SOURCE PASSAGE.
---*---

What makes this trip extra-special is the fact that diving is undertaken with no safety cages, so this makes for some fantastic personal encounters and great photography opportunities.
As we chugged out of Palm Beach at night we finally left the fading lights of shore behind. At our first site we received an in-depth safety briefing on the shark diving process in these waters.
In fact, the planning takes place long before the trip itself and a prerequisite involves, not only previous familiarity with diving with sharks, but being comfortable diving in strong currents, good buoyancy control and all dive gear must be black in colour, including the wearing of gloves and full suits. Lighter colours are strictly forbidden due to their tendency to attract unwanted shark attention as the lighter colours can mimic fish parts. Yellow has a particularly strong affiliation with attracting sharks and in shark circles this is often referred to as ‘yum yum yellow’. Briefings also involve careful rehearsals of water entry, positioning on the seabed and how to interact with large sharks safely.
For those without underwater camera housings, a stick is issued to serve as a natural barrier if a shark starts to become too intimate.

---*---

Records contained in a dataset
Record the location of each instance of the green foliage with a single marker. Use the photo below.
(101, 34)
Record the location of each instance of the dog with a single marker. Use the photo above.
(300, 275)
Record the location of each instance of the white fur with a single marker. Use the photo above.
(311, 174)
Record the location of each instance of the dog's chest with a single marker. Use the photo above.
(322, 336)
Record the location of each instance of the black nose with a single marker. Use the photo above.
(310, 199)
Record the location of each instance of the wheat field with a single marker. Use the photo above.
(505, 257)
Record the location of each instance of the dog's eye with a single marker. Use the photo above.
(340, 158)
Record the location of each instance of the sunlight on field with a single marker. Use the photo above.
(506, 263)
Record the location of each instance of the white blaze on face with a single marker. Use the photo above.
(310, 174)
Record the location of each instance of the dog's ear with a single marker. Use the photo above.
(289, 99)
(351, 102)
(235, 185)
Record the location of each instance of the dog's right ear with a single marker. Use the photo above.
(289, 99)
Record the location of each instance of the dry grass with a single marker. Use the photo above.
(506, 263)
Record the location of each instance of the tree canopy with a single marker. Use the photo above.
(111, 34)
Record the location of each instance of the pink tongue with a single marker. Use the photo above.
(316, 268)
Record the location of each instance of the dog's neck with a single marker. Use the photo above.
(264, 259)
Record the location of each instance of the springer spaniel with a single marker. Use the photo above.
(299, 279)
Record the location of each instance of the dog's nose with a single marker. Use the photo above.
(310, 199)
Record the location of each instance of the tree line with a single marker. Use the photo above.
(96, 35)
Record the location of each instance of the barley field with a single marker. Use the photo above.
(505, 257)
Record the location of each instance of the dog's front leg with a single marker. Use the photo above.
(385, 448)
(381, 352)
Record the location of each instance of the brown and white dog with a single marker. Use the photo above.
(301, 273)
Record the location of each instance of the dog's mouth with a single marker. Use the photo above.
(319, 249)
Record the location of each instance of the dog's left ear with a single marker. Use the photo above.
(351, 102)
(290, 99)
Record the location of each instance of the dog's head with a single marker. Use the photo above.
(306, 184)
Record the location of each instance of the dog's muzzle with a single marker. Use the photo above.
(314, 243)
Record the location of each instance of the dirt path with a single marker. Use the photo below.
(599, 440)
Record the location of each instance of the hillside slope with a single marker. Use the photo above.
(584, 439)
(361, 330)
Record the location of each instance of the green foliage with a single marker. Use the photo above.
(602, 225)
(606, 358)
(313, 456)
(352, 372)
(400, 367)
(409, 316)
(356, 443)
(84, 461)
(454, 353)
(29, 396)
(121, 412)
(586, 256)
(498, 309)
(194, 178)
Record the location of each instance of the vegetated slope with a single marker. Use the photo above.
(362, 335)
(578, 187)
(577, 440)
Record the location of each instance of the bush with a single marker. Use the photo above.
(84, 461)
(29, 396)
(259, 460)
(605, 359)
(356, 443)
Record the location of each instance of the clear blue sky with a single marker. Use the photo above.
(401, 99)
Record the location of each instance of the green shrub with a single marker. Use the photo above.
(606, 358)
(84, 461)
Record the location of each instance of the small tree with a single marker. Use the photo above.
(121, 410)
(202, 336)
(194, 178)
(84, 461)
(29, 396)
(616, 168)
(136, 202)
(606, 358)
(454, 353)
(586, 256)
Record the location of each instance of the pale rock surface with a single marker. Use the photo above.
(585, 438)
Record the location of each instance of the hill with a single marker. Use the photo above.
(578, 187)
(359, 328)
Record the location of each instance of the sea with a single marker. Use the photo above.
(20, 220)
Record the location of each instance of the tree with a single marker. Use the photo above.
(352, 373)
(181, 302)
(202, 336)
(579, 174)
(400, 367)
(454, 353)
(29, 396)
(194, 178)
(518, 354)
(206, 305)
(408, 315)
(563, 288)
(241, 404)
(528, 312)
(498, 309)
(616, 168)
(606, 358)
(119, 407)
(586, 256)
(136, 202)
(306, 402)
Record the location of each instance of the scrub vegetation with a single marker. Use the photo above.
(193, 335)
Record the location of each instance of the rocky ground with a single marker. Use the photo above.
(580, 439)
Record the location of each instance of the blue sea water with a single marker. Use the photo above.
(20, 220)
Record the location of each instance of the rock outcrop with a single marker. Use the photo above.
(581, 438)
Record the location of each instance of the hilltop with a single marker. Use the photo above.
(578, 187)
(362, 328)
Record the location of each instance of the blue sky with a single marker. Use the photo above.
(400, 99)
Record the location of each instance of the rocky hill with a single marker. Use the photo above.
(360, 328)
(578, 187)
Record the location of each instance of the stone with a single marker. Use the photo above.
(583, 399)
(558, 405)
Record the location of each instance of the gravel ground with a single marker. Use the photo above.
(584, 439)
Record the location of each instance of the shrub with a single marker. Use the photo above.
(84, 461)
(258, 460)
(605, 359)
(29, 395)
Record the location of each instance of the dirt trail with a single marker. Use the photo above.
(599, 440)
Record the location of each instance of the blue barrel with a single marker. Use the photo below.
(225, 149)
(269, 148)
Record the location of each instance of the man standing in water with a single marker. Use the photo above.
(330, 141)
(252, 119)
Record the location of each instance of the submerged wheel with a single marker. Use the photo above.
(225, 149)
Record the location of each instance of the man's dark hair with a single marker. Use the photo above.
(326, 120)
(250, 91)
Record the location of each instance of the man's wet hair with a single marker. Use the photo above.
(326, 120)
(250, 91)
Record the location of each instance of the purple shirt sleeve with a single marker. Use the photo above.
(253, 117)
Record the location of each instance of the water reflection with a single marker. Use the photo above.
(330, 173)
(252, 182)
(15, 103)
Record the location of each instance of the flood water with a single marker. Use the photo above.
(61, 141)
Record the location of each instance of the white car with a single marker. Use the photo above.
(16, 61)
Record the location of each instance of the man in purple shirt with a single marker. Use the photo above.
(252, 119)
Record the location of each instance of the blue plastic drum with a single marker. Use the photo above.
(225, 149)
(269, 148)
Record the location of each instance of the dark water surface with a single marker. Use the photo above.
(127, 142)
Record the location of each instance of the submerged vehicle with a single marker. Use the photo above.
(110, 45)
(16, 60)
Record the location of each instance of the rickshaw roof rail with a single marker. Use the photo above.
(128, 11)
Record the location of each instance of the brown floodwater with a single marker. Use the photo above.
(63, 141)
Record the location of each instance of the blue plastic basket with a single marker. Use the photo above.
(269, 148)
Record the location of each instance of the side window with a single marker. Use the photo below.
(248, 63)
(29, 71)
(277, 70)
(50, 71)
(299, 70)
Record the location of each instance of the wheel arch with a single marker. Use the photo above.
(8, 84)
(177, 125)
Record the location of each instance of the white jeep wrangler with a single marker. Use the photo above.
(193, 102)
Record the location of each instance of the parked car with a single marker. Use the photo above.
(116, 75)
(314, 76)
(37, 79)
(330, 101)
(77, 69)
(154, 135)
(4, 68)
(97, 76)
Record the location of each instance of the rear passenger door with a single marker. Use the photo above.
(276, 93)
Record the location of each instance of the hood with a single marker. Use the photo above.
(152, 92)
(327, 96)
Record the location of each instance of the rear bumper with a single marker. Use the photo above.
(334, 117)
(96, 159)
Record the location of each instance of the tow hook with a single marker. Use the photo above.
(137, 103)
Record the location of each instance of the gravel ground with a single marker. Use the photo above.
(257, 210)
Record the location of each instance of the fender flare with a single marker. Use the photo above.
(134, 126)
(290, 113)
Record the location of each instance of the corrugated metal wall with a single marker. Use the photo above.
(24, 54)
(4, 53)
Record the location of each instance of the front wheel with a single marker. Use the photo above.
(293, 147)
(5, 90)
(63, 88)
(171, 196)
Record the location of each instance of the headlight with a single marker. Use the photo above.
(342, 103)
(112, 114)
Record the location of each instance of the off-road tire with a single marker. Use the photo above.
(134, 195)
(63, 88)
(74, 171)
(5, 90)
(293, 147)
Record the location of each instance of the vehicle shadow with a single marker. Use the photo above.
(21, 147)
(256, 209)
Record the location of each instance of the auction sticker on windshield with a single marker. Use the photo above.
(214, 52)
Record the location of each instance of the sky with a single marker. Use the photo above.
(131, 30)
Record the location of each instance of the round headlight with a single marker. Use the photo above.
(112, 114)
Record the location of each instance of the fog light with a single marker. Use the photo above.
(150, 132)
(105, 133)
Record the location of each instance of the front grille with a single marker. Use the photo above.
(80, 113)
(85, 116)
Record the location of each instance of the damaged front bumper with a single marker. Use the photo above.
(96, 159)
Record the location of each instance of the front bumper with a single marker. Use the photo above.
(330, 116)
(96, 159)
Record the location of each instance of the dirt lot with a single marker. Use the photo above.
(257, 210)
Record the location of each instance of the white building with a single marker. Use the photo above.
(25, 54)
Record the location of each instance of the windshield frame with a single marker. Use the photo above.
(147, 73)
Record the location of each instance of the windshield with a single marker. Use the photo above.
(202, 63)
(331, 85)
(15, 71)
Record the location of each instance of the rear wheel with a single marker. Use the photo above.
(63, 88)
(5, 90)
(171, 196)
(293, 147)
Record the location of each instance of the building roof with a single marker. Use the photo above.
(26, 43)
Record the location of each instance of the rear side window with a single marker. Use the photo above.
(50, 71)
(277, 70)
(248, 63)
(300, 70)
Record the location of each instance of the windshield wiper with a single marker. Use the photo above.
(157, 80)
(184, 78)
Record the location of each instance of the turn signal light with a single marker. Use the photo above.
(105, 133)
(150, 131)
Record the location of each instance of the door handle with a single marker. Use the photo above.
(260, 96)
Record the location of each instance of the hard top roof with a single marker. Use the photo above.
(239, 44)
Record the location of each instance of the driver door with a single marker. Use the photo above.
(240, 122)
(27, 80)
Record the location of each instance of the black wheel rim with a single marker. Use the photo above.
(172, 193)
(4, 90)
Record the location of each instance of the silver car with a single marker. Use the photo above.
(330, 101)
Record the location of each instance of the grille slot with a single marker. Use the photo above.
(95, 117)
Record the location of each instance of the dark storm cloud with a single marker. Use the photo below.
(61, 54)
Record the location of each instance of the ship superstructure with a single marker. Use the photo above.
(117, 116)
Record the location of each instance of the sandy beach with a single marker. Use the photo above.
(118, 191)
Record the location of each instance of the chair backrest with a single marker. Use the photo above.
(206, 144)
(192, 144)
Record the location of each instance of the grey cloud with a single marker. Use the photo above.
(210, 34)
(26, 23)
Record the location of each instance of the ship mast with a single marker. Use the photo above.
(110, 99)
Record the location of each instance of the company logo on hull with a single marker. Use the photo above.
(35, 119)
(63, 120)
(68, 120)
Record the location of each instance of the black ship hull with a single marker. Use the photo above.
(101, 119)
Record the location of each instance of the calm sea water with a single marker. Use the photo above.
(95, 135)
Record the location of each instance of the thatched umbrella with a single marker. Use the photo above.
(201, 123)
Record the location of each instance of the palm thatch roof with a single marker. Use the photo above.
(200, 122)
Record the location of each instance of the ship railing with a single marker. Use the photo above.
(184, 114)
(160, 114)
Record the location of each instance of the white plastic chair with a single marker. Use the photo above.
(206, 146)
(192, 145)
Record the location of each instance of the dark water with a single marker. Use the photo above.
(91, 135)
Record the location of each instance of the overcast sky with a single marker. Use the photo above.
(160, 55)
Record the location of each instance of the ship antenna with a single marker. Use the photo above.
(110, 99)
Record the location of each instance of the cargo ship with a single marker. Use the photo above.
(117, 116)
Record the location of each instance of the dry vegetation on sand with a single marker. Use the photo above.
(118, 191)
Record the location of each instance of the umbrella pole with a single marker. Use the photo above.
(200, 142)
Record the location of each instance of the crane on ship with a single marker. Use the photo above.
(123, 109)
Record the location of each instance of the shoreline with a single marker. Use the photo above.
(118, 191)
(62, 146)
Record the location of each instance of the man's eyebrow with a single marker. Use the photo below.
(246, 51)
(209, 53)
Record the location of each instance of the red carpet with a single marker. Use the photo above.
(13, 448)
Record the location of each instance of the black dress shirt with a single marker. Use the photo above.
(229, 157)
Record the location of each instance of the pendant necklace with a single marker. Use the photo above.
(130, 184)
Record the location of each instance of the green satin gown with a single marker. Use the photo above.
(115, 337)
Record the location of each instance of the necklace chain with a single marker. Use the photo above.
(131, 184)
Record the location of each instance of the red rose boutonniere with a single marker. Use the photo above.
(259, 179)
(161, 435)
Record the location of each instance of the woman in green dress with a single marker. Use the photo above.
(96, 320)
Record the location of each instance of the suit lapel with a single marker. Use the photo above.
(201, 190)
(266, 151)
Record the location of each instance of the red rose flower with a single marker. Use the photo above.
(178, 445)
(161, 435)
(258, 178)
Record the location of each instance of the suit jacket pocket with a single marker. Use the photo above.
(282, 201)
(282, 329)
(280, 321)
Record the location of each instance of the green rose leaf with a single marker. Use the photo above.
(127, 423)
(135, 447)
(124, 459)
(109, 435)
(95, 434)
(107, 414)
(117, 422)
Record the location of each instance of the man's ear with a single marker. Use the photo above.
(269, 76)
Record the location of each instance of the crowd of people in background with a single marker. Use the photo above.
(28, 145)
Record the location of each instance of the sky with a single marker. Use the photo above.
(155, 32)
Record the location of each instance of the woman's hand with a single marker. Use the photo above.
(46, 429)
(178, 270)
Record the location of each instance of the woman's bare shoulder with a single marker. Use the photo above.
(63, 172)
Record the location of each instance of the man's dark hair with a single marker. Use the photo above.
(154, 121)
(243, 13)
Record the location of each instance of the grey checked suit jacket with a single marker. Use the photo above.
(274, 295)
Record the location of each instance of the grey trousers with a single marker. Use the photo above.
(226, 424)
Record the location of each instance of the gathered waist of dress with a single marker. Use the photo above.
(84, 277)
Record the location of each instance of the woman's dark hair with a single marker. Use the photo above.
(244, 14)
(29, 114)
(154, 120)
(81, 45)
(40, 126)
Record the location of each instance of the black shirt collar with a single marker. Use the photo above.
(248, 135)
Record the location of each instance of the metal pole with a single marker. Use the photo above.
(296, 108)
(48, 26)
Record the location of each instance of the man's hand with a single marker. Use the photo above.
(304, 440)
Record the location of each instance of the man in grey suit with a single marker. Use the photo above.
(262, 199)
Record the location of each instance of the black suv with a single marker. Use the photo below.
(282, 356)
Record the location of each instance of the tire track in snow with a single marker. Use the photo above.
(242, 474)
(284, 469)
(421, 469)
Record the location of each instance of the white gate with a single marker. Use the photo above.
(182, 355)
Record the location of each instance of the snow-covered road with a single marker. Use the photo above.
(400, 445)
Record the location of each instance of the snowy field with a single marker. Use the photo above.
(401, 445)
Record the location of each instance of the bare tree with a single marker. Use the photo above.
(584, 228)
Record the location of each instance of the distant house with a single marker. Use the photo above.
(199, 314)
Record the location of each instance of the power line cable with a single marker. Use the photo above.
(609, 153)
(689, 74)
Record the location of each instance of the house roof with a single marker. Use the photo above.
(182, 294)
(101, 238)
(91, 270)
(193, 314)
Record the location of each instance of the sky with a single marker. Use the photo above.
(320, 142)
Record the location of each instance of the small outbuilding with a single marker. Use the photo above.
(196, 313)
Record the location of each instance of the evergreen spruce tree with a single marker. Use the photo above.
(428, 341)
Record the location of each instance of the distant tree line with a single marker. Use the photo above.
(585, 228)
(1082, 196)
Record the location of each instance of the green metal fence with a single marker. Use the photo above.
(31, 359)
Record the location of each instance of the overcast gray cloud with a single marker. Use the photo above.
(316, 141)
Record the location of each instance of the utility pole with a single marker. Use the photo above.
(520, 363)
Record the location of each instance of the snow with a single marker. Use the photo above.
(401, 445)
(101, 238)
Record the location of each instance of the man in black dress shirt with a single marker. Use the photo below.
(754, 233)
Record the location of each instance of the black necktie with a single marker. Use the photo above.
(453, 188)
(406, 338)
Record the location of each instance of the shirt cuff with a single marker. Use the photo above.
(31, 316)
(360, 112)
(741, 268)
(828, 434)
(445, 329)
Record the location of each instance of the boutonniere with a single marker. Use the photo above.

---*---

GIVEN INSTRUCTION 1. In the shark diving passage, what is yellow often called in shark circles?
GIVEN INSTRUCTION 2. Continue the account of the shark diving trip from where it stops.

RESULT 1. 'Yum yum yellow'

RESULT 2.
Large strides into the water are not ideal and instead entry involves an ungainly shuffle onto the dive platform at the stern with the diver gently rolling into the water grabbing the descent line which is all designed to avoid splashing on the surface which has a tendency to also elicit shark interest.
After descending down the line, divers congregate on the powdery white sandy seabed in a spaced out funnel formation. The bait crates are sited at the narrower end of the formation to enable the current to drift the scent through the centre of the funnel between divers (aptly called the runway). Divers monitor 360 degrees. If any large shark is sighted the vigilant diver points so that everyone is aware of the shark’s presence. This can become more frenetic as multiple sharks appear all at the same time of differing species, but the primary shark awareness is reserved for the main stars ie greater hammerhead, tiger and bull sharks.
Along with the primary targets other regular species at the sites include the lemon shark, which are an ever-present force cruising the surface around the boat in large numbers constantly day and night, the pretty Caribbean reef shark and the somewhat sluggish nurse shark.
Not risk free
Diving with large predatory sharks is not risk free and disclaimers allude to this fact, especially given a bite from a large shark, whether exploratory or accidental, has the potential to severely ruin the experience.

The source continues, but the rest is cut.